Matthew Malloy accepte d'écouter Cyclope qui lui ouvre son esprit pour qu'il comprenne que le leader des X-Men a de l'expérience avec les mutants surpuissants ayant du mal à se maîtriser. Le Fauve appelle à l'aide d'autres super-héros mais aucun ne répond : les mutants sont livrés à eux-mêmes.
Magneto interrompt la discussion entre Cyclope et Matthew Malloy mais celui-ci n'apprécie pas et le renvoie au QG des Uncanny X-Men. Magik remonte le temps pour demander son aide au Dr. STrange qui lui confie l'Oeil d'Agamotto. A l'école Jean Grey, le Fauve apprend que le SHIELD va tenter de tuer Malloy, quitte à éliminer avec lui Cyclope.
Tempus a elle aussi remonté le temps pour rencontrer Charles Xaavier lorsqu'il venait d'ouvrir son institut pour jeunes surdoués. Elle lui donne accès à ses pensées et il apprend la situation mais rechigne à intervenir à cause des perturbations temporelles. De nos jours, le SHIELD a mis ses menaces à exécutions et le Fauve apprend les morts de Malloy et Cyclope. Pourtant Malloy apparaît devant l'école Jean Grey. Emma Frost l'affronte mais il la tue tout comme les autres X-Men qui se jettent ensuite sur lui.
Tempus et Xavier remontent le temps jusqu'au moment où les parents de Matthew Malloy sont sur le point de se rencontrer. Le Professeur X chasse cette idée de leurs esprits et ainsi s'assure que le mutant ne naîtra jamais. De nos jours, la situation revient à la normale et tous les X-Men écoutent à nouveau She-Hulk lire la fin des dernières volontés de Charles Xavier qui lègue son école à Cyclope. Ce dernier sort un instant et fait face à Tempus qui lui annonce qu'elle quitte son équipe. Cyclope rentre et annonce céder l'école à Tornade puis se retire.

──────────────────────────────

**Objectif**
Reprenez le résumé de l'intrigue des X-Men et prolongez-le après sa dernière phrase.

**Contenu des données**
──────────────────────────────

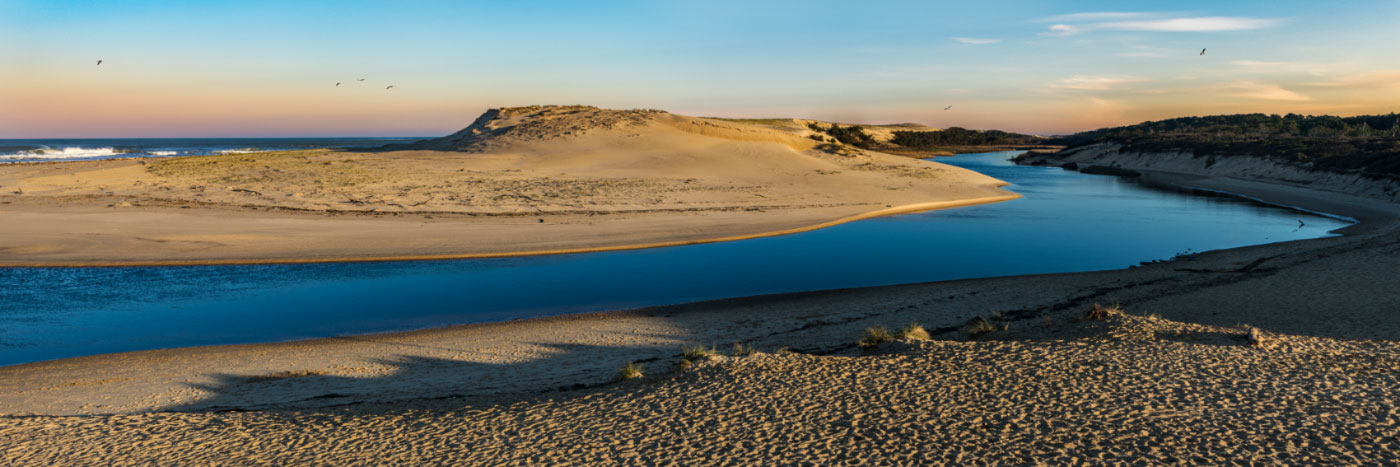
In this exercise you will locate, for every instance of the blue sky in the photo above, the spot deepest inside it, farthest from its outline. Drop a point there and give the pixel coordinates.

──────────────────────────────

**Résultat de l'exercice**
Quand il a pris en main les séries All-New X-Men et Uncanny X-Men avec l'idée motrice de transporter à notre époque les cinq premiers X-Men, Brian Michael Bendis a joué avec l'idée toujours périlleuse des voyages temporels et des paradoxes qu'ils génèrent.
A la base, son objectif était simple comme le plan ourdi par le Fauve : organiser la rencontre entre le jeune Cyclope et sa version adulte pour que ce dernier abandonne son projet révolutionnaire et surtout admette qu'il avait tué le professeur Charles Xavier sans se cacher derrière l'excuse de l'emprise du Phénix.
On peut raisonnablement dire que Bendis a ensuite beaucoup dévié de son plan initial, comme s'il était incapable de s'y tenir, préférant explorer d'un côté les effets de ce voyage dans le temps pour les jeunes X-Men (surtout à travers le personnage de Jean Grey) et de l'autre le traumatisme de Scott Summers, sa culpabilité.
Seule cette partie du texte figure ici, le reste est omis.